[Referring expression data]
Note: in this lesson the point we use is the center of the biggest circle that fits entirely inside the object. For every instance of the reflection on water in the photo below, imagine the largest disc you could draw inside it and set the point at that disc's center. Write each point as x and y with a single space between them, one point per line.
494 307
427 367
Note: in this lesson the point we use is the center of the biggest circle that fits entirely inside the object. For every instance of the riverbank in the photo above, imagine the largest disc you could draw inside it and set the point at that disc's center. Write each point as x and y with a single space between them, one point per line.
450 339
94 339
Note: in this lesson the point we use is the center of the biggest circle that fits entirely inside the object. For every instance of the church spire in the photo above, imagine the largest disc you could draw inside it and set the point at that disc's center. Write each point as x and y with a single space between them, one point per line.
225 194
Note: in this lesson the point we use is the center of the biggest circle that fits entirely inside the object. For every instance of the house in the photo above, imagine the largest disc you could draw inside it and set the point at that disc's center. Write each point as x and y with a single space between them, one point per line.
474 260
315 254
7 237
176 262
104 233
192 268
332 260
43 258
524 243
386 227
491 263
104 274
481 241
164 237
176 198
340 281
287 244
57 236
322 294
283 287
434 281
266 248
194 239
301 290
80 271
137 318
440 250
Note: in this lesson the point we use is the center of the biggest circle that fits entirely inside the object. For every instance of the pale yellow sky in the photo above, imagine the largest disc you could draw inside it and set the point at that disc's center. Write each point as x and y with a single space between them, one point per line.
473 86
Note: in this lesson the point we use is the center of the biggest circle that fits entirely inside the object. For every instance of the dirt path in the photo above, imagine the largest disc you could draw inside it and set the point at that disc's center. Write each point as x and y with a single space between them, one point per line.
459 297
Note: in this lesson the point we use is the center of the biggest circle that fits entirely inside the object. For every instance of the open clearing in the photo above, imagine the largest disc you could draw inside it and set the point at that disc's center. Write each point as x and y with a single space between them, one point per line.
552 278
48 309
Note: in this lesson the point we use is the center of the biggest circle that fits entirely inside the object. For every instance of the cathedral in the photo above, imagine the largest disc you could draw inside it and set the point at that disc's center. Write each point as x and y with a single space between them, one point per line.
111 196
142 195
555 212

**Task details**: Generate a verbatim printout of all the entries.

**Task response**:
Note: in this lesson the point we use is the center of the biggest circle that fits entirely inside the object. For every instance of the reflection on water in the photo below, imagine the largest disc you could draw inside it and set the point at that disc's center. Write each point as x and y with a single space between them, one point per line.
494 307
427 367
Note: in this lesson the point we use is the center of the biggest circle that fits entirely inside the object. For every instance of the riverbank in the photo above, imagine the largest disc you could draw inside it and set the point at that disc's center. Write each point as x and y with a single space between them, one point per line.
450 339
94 339
Note: in this lesson the point we use is the center of the biggest circle that fits entirely inside the object. For every instance of the church spire in the photo above, imagine the largest disc you could draw inside it and set the point at that disc's center. Write each point as x and y with a single space between them, one point per line.
225 194
Note: in this lesson the point we use is the center of the biggest circle that fits entirely inside the object. For every instance of the house in the photo above, imagine the largest disc you could draw inside it and set the point at that disc's center. Write each point as x and y with a single space between them, one point per line.
474 260
315 254
7 237
176 262
104 233
192 268
332 260
43 258
524 243
386 227
491 263
104 274
481 241
164 237
176 198
340 281
287 244
57 236
322 294
283 287
434 281
266 248
194 239
301 290
80 271
137 318
440 250
Note: in this lesson the point we use is the center of the biggest circle that fits entirely inside the object. For every instance of the pale yellow sky in the photo above, imagine the largest disc you could draw inside it and set the point at that disc's center. Write each point as x and y with a single space between them, one point per line.
473 86
Note: in this lesson the point we use is the center of the biggest circle that fits entirely inside the object. For every instance of the dirt path in the photo above, imagine the largest disc you could draw inside it and set the point at that disc's center. Write each point as x and y with a single space between them, one point per line.
459 297
Note: in this lesson the point we use is the center of the biggest circle that fits entirely inside the object. For every instance of the open clearing in the photo above, imagine the largest disc you could draw inside it and set the point at that disc's center. Write each point as x and y with a single space between them, one point per line.
552 278
48 309
Note: in this lesson the point we use is the center of the biggest circle that fits entirely inside the object. For every instance of the cathedral in the photo above, imagine the largest disc you could draw inside it and set the point at that disc's center. Write each point as x and y with a single space between them, one point per line.
111 196
142 195
555 212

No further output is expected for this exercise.